November 2010

La lettre et le message


En français, le même mot lettre désigne le message que l'on confie à la poste et le signe de l'alphabet.
En latin, le mot singulier
littera ne se disait que du signe de l'alphabet. Le message était désigné par le pluriel litterae, sans doute parce qu'une lettre (message) est un ensemble de lettres.

Le latin avait d'ailleurs un autre mot,
epistula, que le français a emprunté anciennement sous la forme épître. Son emploi le plus ancien se trouve dans la langue religieuse (les Épîtres de saint Paul). C'est aussi un terme de la langue littéraire : à l'imitation des Epistulae du poète romain Horace, plusieurs poètes français ont écrit des Épîtres : Marot, Boileau, Voltaire.

◆ ◆ ◆ ◆

**CONSIGNES:**
• 1. Recopiez le passage de l'extrait sur le mot lettre qui va de « November 2010 » jusqu'à « ensemble de lettres. ».
• 2. Indiquez si chacune des affirmations suivantes s'accorde avec l'extrait sur le mot lettre, en répondant par oui ou par non et en citant les mots décisifs du texte. (a) En latin, le singulier littera servait à désigner le message confié à la poste. (b) Le français a emprunté le mot latin epistula sous la forme épître. (c) Boileau figure parmi les poètes français qui ont écrit des Épîtres.
• 3. Poursuivez l'extrait sur le mot lettre en reprenant juste après sa dernière phrase.

◆ ◆ ◆ ◆

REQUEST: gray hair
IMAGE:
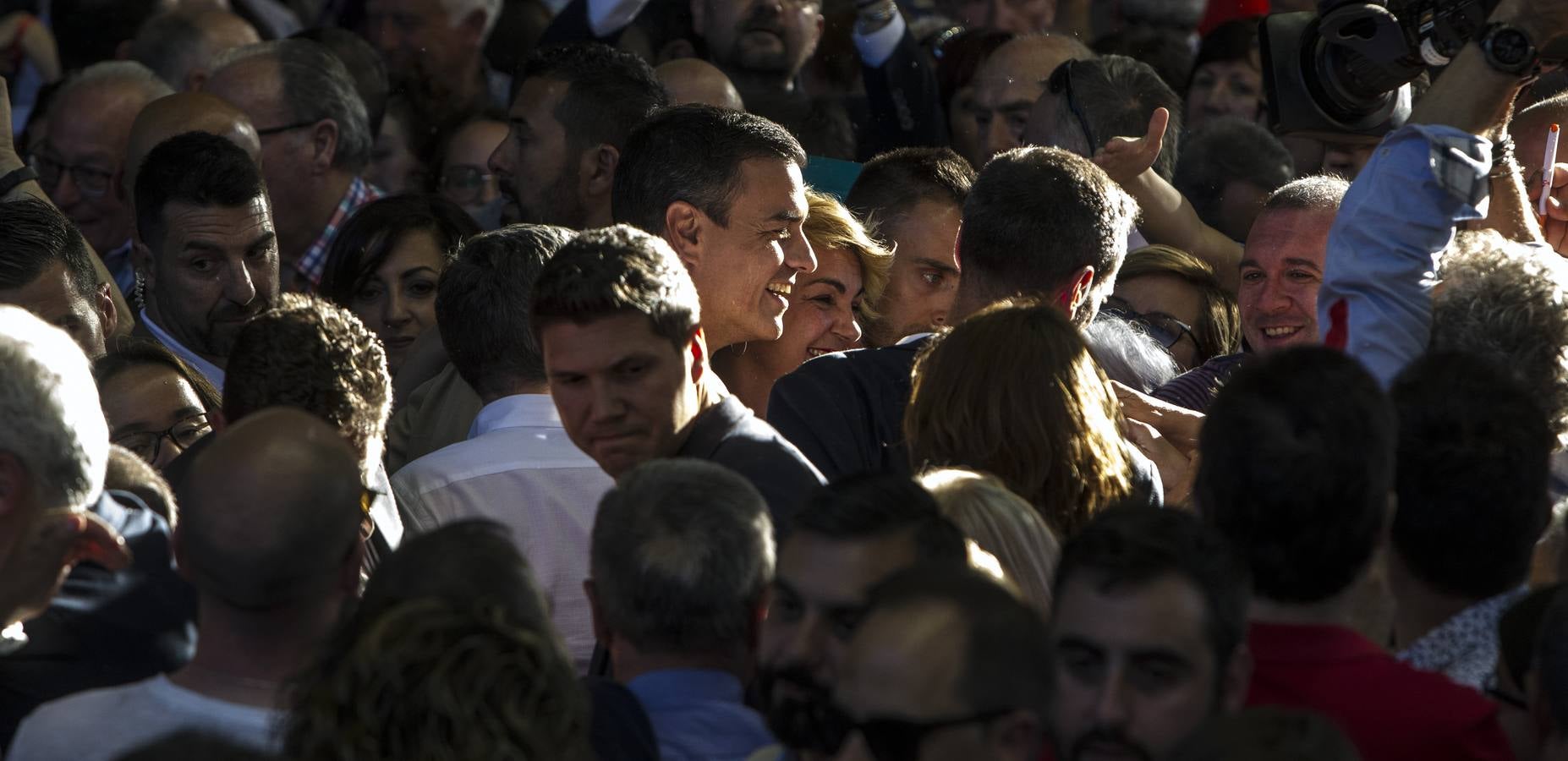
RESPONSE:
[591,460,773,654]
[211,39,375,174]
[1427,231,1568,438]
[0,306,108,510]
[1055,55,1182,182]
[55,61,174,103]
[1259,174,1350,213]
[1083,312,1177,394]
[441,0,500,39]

◆ ◆ ◆ ◆

**RÉPONSES PAR TÂCHE:**
• 1.
November 2010

La lettre et le message


En français, le même mot lettre désigne le message que l'on confie à la poste et le signe de l'alphabet.
En latin, le mot singulier
littera ne se disait que du signe de l'alphabet. Le message était désigné par le pluriel litterae, sans doute parce qu'une lettre (message) est un ensemble de lettres.

• 2.
(a) Non : « littera ne se disait que du signe de l'alphabet ».
(b) Oui : « que le français a emprunté anciennement sous la forme épître ».
(c) Oui : « plusieurs poètes français ont écrit des Épîtres : Marot, Boileau, Voltaire ».

• 3.
En parlant des lettres ordinaires,
épître peut encore se dire de nos jours, mais avec une nuance d'ironie.

Missive était un nom secondaire de la lettre. C'est à l’origine un adjectif, fait sur le participe latin missus (du verbe mittere, « envoyer » ). L’expression «lettre missive» qualifiait les lettres spécialement destinées à être envoyées, puis il s'est employé comme nom. Littré attribue à ce mot un caractère familier. Aujourd'hui le mot est considéré comme prétentieux et solennel, à moins qu'il ne soit ironique.

Au XVIIe siècle, on employait volontiers le mot
billet (d'origine obscure) au sens de lettre. Un billet était une lettre courte (nous disons encore aujourd'hui : « Vous m'écrirez un mot » ou même «un petit mot» ). Mais, surtout, il avait un caractère familier et était exempt des formules de politesse très longues et très nuancées, qui compliquaient la rédaction des lettres.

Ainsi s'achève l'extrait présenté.